═══ PAGE

But Stanley’s palatial prison is just one of many ironies contained in this whimsical work of historical fiction—and which characterize it as a truly Boyle-esque tale. There is Katherine’s steadfast fidelity to a marriage that was never consummated; Eddie, the philandering playboy, who tosses his conquests aside as soon as he tires of them, but who hungers for the one woman he can’t have; and Stanley’s violent, sexual aggression towards women, whom he loves with “an incendiary passion that is indistinguishable from hate.” Boyle also manages to inject notes of high hilarity into what is basically a very sad story. The various doctors with their respective theories and styles could have stepped out of a Marx Brothers musical, as could the scene in which Katherine accompanies Julius the ape to an elegant hotel. And Stanley’s treatment of the poor German teacher he drags home to please Katherine is as comical as it is heartbreaking. Another technique typically employed by Boyle is hyperbole. The author often populates his novels with larger-than-life figures: the richest man in America, the most clueless of doctors, the most overbearing of mothers, and, in the case of Katherine, a woman possessing the kind of intellectual brilliance and strength of character that, almost by necessity, accompanies a blind insensitivity to the needs of someone as fragile as Stanley. Irony, comedy, and hyperbole render this and Boyle’s other novels unforgettable, transforming an historic footnote into a luminous, illuminating work of fiction that says as much about contemporary America as it does about the historical figures it depicts.
It is the role of the literary historian to paint a vivid picture from the outlines that fact provides. But the writer who chooses to use true life as a springboard toward a largely imagined story faces, perhaps, a greater challenge. He or she must impose on the facts moods and themes that feel organic to the history they represent. T. C. Boyle has a wonderful talent for turning history into fiction. In Riven Rock, as with his earlier novel, The Road to Wellville, Boyle starts with a germ of fact and a few larger-than-life personalities and spins a marvelous tale—the details of which can strain credulity. (According to Boyle, some of the most outrageous incidents in this novel are actually true.) But he has chosen to keep his readers in the dark about where history ends and fiction begins. So be it. In his capable hands, deft as a magician’s, we are willing to suspend disbelief.

══════
═══ PROVIDED INFORMATION

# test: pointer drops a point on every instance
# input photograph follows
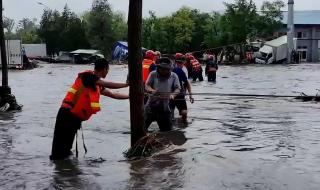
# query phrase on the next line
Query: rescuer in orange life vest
(148, 64)
(80, 103)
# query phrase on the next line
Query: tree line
(183, 31)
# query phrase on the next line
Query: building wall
(309, 40)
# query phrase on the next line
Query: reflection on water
(228, 142)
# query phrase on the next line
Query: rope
(164, 94)
(220, 47)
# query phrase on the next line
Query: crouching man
(163, 86)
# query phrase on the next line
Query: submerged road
(229, 143)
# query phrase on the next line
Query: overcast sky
(18, 9)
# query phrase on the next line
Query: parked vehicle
(14, 53)
(274, 51)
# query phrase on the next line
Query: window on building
(302, 34)
(318, 34)
(302, 51)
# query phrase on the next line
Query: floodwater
(228, 143)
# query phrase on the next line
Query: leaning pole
(290, 29)
(7, 100)
(3, 55)
(136, 89)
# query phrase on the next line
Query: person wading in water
(79, 104)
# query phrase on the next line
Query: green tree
(239, 20)
(62, 32)
(8, 24)
(270, 18)
(99, 27)
(27, 31)
(119, 26)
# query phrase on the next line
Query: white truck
(14, 54)
(274, 51)
(35, 50)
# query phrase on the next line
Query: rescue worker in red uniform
(196, 70)
(79, 104)
(211, 68)
(148, 65)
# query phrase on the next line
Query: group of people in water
(166, 84)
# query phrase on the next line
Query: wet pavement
(228, 143)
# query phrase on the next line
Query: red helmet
(189, 56)
(158, 53)
(211, 57)
(179, 56)
(150, 54)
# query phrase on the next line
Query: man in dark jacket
(211, 68)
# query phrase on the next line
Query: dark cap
(101, 63)
(164, 62)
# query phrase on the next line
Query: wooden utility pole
(135, 71)
(3, 51)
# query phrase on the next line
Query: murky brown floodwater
(229, 143)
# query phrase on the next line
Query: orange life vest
(83, 102)
(145, 69)
(196, 66)
(249, 56)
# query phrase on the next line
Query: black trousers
(197, 75)
(212, 76)
(163, 119)
(65, 130)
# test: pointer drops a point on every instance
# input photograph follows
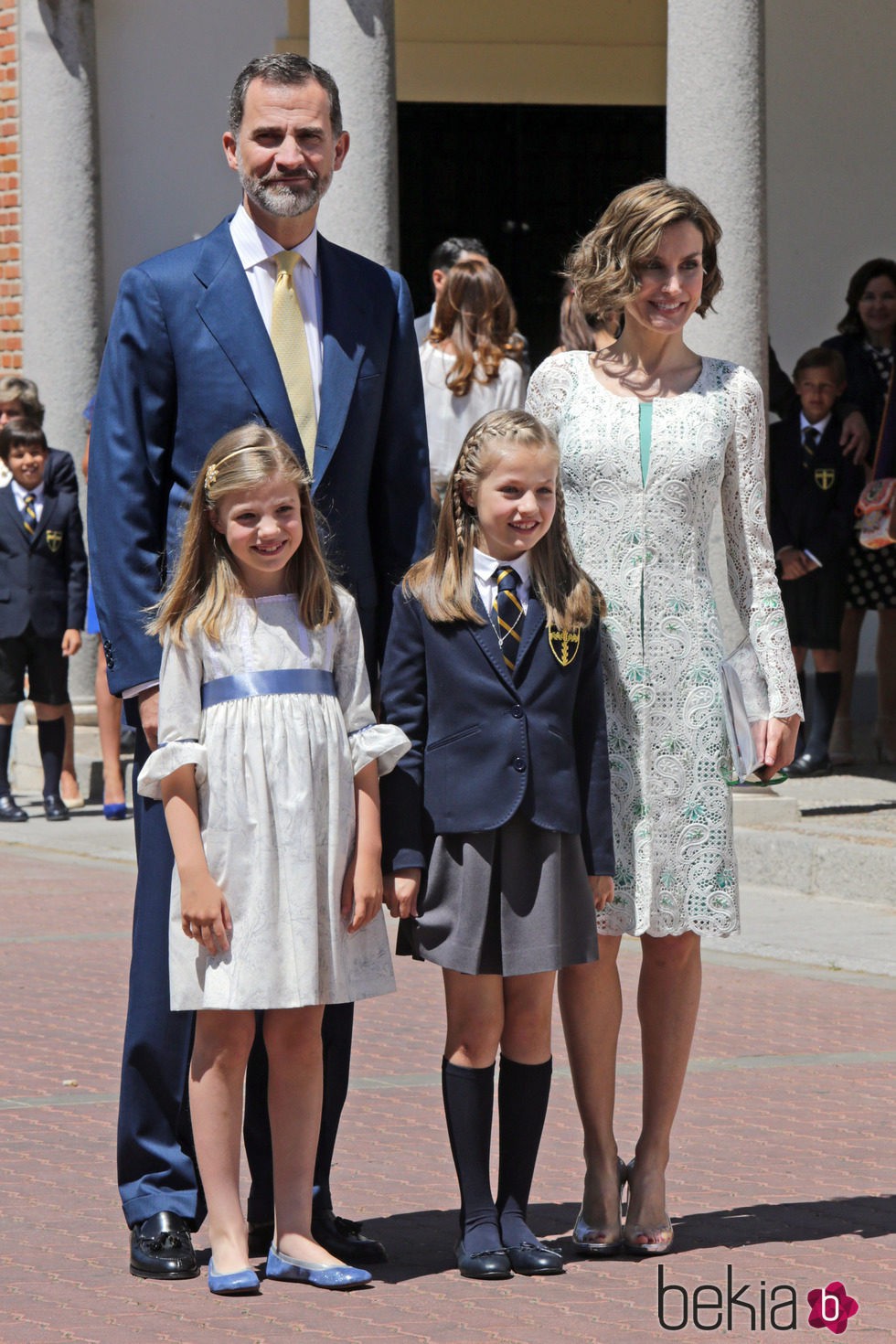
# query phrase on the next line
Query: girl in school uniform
(492, 669)
(268, 771)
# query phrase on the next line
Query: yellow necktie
(291, 347)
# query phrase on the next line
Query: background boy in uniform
(813, 499)
(43, 593)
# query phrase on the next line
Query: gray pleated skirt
(508, 902)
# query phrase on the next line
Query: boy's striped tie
(507, 613)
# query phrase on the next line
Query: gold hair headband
(211, 475)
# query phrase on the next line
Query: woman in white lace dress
(653, 437)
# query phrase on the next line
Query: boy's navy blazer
(43, 578)
(188, 359)
(488, 742)
(802, 512)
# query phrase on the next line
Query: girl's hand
(361, 891)
(602, 891)
(402, 890)
(781, 743)
(205, 914)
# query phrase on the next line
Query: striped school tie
(507, 613)
(30, 515)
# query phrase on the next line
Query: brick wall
(10, 197)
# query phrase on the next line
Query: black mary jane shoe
(346, 1241)
(54, 808)
(535, 1258)
(484, 1264)
(10, 809)
(807, 765)
(160, 1247)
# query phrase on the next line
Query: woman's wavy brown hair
(852, 323)
(443, 581)
(475, 314)
(604, 266)
(206, 582)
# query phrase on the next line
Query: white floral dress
(646, 546)
(286, 725)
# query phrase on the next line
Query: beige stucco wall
(570, 51)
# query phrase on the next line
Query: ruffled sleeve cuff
(380, 742)
(166, 758)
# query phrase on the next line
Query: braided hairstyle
(443, 582)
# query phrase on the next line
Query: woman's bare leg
(667, 1003)
(592, 1009)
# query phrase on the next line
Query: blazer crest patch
(564, 644)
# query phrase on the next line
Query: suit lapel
(344, 322)
(229, 314)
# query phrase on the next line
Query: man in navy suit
(188, 357)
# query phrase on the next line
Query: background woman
(469, 362)
(867, 345)
(652, 438)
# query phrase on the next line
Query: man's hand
(602, 891)
(400, 892)
(855, 437)
(148, 707)
(70, 643)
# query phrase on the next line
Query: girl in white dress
(653, 438)
(268, 769)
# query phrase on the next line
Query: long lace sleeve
(180, 684)
(750, 558)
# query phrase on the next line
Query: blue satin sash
(278, 682)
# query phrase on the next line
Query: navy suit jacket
(187, 360)
(812, 506)
(43, 578)
(486, 742)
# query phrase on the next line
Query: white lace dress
(285, 728)
(646, 548)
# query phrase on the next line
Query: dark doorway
(528, 180)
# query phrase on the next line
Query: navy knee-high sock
(469, 1101)
(51, 745)
(822, 712)
(801, 734)
(523, 1104)
(5, 742)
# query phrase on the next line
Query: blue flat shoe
(318, 1275)
(232, 1285)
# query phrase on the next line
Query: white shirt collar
(252, 245)
(19, 492)
(821, 426)
(484, 566)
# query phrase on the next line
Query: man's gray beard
(281, 199)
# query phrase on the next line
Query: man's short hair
(20, 432)
(283, 69)
(449, 253)
(15, 389)
(821, 357)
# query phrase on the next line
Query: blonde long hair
(206, 582)
(443, 581)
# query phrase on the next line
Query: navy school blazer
(43, 578)
(488, 742)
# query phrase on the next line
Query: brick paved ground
(784, 1164)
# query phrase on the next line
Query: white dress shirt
(257, 251)
(486, 585)
(19, 496)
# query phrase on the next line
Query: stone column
(60, 245)
(716, 146)
(355, 40)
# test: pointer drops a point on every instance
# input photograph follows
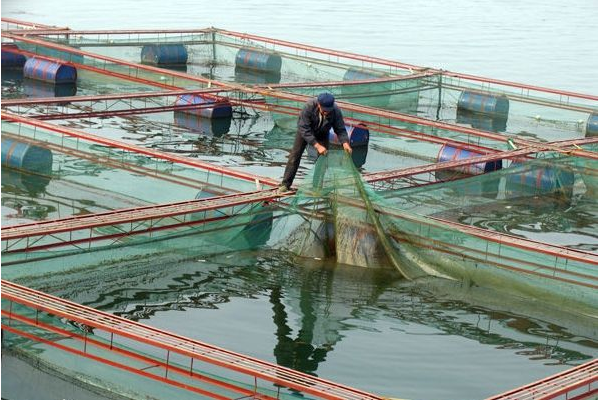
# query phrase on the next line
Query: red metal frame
(181, 345)
(138, 149)
(557, 385)
(294, 97)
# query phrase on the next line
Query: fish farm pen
(148, 253)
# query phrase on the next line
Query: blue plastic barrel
(591, 128)
(167, 54)
(358, 135)
(49, 71)
(483, 103)
(21, 155)
(209, 109)
(205, 126)
(11, 58)
(450, 153)
(258, 60)
(491, 123)
(539, 180)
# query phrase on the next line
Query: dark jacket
(313, 130)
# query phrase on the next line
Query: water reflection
(482, 121)
(243, 75)
(315, 306)
(24, 183)
(33, 88)
(206, 126)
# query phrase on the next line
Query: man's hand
(322, 150)
(347, 148)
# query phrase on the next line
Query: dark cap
(326, 101)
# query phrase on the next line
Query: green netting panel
(115, 161)
(360, 227)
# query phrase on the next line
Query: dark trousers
(294, 160)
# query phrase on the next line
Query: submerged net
(338, 215)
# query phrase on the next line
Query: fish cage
(141, 200)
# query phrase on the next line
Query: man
(314, 122)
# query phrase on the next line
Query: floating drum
(164, 54)
(49, 71)
(25, 156)
(358, 135)
(258, 60)
(207, 108)
(11, 58)
(449, 153)
(483, 103)
(591, 128)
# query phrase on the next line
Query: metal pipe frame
(192, 349)
(288, 96)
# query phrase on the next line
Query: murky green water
(423, 340)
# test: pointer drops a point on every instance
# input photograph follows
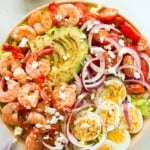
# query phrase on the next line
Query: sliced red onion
(88, 25)
(133, 67)
(10, 143)
(96, 84)
(114, 43)
(133, 53)
(147, 59)
(96, 29)
(126, 112)
(78, 83)
(52, 147)
(141, 82)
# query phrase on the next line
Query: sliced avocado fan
(70, 50)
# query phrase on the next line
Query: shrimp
(41, 21)
(21, 32)
(36, 118)
(68, 14)
(20, 75)
(33, 141)
(10, 113)
(63, 96)
(28, 95)
(38, 68)
(10, 94)
(7, 65)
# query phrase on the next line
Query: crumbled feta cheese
(54, 120)
(121, 42)
(35, 64)
(18, 72)
(38, 125)
(96, 49)
(137, 75)
(18, 131)
(85, 126)
(59, 17)
(23, 42)
(46, 137)
(101, 39)
(50, 110)
(111, 54)
(61, 118)
(83, 36)
(62, 95)
(7, 78)
(54, 68)
(108, 47)
(112, 70)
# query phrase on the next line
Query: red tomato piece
(144, 68)
(135, 88)
(118, 21)
(108, 14)
(130, 32)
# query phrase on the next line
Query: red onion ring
(133, 53)
(135, 68)
(141, 82)
(96, 29)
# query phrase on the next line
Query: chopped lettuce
(143, 105)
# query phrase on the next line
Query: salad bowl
(75, 75)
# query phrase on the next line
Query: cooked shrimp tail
(16, 51)
(45, 51)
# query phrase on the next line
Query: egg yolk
(105, 147)
(117, 135)
(134, 119)
(114, 91)
(86, 129)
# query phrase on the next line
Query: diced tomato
(53, 8)
(130, 32)
(135, 88)
(118, 21)
(107, 14)
(144, 68)
(147, 51)
(128, 60)
(82, 8)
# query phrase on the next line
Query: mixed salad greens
(75, 76)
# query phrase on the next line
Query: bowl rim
(136, 137)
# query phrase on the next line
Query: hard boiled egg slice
(110, 114)
(135, 119)
(120, 139)
(87, 126)
(108, 145)
(113, 90)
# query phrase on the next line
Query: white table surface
(138, 11)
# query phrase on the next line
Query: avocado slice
(70, 50)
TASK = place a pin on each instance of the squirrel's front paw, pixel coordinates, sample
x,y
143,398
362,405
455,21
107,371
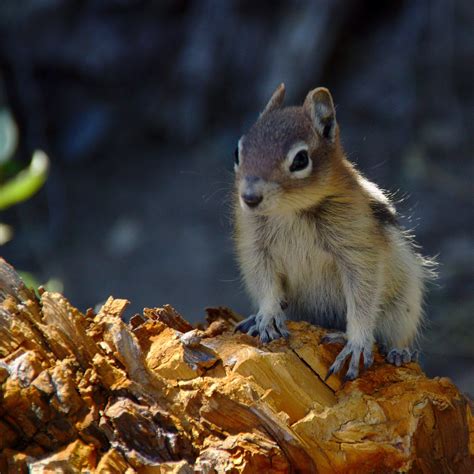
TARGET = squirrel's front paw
x,y
354,351
267,327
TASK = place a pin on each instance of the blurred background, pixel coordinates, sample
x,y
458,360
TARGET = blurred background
x,y
139,105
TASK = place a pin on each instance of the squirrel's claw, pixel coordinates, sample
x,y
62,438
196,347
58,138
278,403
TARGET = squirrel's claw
x,y
267,327
399,357
354,351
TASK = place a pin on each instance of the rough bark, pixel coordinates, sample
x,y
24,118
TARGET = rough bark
x,y
90,393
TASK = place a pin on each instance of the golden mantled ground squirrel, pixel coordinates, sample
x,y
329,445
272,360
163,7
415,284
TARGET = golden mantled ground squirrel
x,y
318,242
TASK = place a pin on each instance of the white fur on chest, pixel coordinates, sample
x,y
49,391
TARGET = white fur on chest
x,y
312,283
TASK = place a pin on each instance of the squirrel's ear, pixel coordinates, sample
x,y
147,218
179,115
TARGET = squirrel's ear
x,y
275,101
320,107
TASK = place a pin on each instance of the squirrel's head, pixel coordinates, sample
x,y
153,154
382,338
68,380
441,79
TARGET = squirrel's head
x,y
285,160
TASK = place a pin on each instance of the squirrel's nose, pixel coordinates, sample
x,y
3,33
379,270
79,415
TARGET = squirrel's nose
x,y
252,200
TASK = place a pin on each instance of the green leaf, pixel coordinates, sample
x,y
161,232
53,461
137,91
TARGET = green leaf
x,y
26,183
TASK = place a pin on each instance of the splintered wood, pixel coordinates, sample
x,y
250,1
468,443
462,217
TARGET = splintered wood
x,y
90,393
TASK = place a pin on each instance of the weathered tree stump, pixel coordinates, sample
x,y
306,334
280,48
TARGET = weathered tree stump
x,y
90,393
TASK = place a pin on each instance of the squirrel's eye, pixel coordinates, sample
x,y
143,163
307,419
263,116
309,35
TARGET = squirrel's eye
x,y
300,161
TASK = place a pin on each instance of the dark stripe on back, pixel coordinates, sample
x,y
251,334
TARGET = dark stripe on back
x,y
383,213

══════

REQUIRED WORK: Return the stretch of the Riven Rock review from "It is the role" through "to suspend disbelief.", copied word for word. You can set the entries aside, since none of the work depends on them.

EXERCISE ANSWER:
It is the role of the literary historian to paint a vivid picture from the outlines that fact provides. But the writer who chooses to use true life as a springboard toward a largely imagined story faces, perhaps, a greater challenge. He or she must impose on the facts moods and themes that feel organic to the history they represent. T. C. Boyle has a wonderful talent for turning history into fiction. In Riven Rock, as with his earlier novel, The Road to Wellville, Boyle starts with a germ of fact and a few larger-than-life personalities and spins a marvelous tale—the details of which can strain credulity. (According to Boyle, some of the most outrageous incidents in this novel are actually true.) But he has chosen to keep his readers in the dark about where history ends and fiction begins. So be it. In his capable hands, deft as a magician’s, we are willing to suspend disbelief.